── Excerpted data ──

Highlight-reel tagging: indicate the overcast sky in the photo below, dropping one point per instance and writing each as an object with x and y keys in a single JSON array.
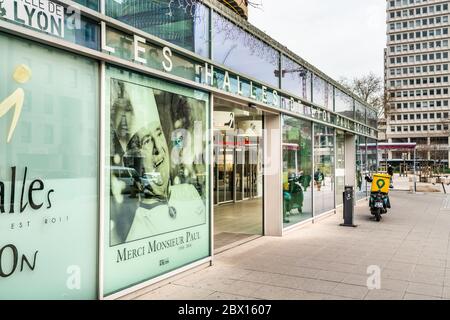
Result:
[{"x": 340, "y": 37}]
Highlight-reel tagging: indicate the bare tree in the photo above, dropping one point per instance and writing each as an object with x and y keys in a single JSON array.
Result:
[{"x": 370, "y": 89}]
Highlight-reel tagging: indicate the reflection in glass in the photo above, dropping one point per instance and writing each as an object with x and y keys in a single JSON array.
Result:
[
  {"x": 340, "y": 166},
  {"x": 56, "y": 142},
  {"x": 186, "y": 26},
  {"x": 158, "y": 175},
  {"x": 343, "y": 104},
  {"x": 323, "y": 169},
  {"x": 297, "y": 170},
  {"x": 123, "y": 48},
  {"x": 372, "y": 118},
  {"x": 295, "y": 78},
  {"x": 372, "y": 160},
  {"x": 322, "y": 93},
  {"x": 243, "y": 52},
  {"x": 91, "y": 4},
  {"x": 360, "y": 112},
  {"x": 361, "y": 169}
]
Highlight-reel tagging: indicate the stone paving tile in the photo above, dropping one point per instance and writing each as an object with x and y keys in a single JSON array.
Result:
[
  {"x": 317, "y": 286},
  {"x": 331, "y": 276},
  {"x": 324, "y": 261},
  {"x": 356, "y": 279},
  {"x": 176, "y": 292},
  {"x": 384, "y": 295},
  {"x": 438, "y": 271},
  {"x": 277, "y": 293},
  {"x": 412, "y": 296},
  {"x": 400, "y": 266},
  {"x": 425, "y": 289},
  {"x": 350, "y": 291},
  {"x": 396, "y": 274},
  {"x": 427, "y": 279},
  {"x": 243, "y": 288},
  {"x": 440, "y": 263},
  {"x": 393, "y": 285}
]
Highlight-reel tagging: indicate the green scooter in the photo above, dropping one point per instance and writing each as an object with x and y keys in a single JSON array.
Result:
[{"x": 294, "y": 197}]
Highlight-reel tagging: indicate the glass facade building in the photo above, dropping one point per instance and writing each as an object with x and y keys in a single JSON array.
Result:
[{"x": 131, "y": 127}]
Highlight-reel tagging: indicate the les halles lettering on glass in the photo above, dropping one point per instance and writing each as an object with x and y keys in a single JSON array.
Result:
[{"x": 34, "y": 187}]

───
── Excerpted data ──

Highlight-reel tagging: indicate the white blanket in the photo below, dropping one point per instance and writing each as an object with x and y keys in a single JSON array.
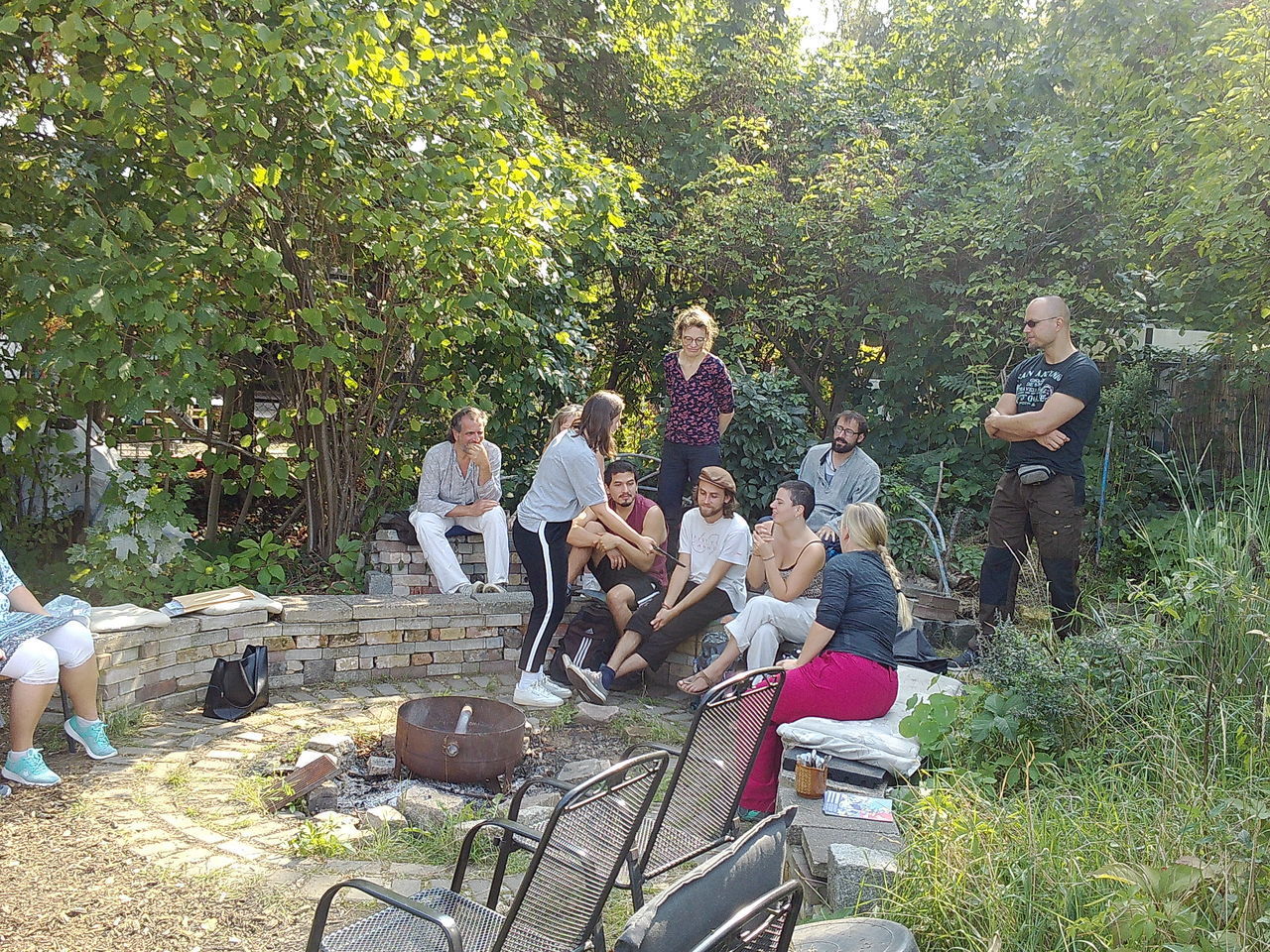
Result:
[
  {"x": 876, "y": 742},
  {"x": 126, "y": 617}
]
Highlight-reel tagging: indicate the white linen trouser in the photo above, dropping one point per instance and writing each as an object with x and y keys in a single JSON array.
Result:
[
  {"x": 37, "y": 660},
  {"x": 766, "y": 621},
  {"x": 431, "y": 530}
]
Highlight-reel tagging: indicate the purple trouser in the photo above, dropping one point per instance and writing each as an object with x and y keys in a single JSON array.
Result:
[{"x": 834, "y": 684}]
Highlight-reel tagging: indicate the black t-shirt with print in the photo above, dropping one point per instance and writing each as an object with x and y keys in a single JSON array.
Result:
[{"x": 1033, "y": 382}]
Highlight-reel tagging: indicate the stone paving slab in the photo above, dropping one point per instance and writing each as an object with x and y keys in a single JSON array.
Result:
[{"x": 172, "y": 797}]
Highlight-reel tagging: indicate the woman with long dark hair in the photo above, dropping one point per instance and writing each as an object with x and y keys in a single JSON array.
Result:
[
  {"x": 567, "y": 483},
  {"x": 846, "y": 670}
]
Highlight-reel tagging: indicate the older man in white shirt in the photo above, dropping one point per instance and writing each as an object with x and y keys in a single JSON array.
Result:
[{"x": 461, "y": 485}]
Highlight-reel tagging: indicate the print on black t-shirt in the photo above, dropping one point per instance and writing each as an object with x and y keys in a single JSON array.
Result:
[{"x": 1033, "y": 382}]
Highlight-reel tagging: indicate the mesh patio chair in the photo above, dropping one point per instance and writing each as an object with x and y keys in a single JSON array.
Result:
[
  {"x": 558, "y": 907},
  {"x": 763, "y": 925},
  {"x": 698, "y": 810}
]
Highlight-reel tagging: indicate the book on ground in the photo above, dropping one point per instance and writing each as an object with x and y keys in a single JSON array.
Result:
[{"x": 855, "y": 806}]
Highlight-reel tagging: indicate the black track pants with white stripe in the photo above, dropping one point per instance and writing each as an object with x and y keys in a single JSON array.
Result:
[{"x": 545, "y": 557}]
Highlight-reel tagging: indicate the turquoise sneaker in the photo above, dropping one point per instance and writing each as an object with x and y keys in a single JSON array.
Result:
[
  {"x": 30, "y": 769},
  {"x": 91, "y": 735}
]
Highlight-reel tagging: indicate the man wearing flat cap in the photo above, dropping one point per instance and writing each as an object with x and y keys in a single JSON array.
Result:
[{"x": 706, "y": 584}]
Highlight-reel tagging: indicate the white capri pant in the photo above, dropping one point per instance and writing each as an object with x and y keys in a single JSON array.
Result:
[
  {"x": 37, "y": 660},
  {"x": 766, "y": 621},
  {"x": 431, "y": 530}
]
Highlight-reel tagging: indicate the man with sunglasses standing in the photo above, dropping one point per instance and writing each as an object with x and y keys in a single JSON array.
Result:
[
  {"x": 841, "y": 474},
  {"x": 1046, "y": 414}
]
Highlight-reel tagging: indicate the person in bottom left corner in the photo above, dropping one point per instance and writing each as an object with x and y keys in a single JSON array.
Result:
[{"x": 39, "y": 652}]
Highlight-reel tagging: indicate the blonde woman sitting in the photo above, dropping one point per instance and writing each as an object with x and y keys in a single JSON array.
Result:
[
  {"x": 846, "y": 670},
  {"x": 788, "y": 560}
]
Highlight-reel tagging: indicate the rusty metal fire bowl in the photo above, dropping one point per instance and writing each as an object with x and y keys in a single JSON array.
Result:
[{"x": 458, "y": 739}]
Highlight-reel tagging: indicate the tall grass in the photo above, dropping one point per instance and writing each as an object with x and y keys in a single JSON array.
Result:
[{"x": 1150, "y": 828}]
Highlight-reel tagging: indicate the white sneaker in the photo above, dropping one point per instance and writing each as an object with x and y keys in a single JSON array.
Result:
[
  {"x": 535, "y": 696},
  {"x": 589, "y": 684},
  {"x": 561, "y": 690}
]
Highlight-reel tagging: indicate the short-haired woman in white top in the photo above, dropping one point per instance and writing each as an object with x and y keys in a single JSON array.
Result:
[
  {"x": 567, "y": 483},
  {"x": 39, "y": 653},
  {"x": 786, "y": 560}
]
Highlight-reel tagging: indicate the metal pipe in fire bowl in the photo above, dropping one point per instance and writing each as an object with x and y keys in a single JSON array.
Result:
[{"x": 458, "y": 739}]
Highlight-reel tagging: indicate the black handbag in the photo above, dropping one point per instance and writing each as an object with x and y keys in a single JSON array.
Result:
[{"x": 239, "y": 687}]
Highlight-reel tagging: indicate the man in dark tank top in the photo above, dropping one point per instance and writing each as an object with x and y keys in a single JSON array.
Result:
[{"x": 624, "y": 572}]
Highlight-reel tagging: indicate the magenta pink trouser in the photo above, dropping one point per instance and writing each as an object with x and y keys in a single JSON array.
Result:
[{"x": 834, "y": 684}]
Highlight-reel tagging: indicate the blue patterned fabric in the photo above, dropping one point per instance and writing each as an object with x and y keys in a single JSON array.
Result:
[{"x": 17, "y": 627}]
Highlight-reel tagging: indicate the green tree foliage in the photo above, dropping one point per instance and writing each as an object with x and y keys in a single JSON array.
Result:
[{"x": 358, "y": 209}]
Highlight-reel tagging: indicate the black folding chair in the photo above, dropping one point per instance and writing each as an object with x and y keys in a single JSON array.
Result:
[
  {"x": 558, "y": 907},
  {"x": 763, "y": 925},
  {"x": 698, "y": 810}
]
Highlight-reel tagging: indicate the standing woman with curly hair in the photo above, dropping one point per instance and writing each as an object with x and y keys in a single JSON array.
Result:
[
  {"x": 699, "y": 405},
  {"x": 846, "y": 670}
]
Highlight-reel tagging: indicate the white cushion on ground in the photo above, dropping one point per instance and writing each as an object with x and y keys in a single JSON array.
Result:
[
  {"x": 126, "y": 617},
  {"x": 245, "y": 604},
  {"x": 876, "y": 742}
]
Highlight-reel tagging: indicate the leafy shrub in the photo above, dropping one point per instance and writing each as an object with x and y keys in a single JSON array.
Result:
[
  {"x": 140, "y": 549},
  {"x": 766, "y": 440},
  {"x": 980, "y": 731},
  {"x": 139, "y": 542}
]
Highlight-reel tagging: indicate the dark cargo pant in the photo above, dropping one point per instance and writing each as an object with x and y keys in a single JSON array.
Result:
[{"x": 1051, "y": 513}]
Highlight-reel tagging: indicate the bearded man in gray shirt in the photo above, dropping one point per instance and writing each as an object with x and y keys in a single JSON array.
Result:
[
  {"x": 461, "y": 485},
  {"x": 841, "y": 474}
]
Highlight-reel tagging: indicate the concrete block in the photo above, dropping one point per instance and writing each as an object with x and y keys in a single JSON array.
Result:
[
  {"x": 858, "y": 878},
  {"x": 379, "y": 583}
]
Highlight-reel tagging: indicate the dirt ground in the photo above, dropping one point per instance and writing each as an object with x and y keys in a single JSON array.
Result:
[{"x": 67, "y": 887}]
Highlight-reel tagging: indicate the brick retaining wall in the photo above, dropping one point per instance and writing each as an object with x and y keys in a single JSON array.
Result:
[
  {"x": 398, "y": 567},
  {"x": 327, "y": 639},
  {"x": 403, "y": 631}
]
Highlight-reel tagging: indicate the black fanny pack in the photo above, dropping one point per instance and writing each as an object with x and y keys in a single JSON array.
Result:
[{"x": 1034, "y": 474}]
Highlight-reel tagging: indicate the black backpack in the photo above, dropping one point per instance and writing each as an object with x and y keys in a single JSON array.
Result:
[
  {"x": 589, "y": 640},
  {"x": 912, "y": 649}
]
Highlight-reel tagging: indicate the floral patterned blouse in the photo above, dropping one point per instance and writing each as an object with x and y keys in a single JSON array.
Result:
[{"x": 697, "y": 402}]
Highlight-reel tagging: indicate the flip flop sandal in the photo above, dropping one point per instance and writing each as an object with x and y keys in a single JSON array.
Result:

───
── Excerpted data ──

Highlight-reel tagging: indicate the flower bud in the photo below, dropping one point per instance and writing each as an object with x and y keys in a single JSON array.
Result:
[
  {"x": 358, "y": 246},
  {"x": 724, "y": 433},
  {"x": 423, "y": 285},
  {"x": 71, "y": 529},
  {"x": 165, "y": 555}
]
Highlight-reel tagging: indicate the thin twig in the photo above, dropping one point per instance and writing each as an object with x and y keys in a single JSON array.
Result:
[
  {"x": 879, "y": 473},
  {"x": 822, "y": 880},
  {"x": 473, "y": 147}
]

───

Report every row above that contains the string "shirt", copying each such row in full.

Exercise output:
Highlight-reel tagging: indicate the black t-shirt with print in the photo above, dropping one point per instance and writing each as an object with x and y keys in a single JSON array.
Highlight-reel tagging: indicate the older man in white shirt in the photo above, dropping one point per instance and writing each as an object with x and y keys in a single JSON array.
Highlight-reel tagging: indicate the print on black t-shirt in the photo above, dropping one point per instance and writing each as an object with x and y keys in a single JSON array.
Highlight-reel tagging: indicate the bearded man in gray shirt in the photo above, dropping one point per instance and writing each as an object with x and y keys in a single JSON array.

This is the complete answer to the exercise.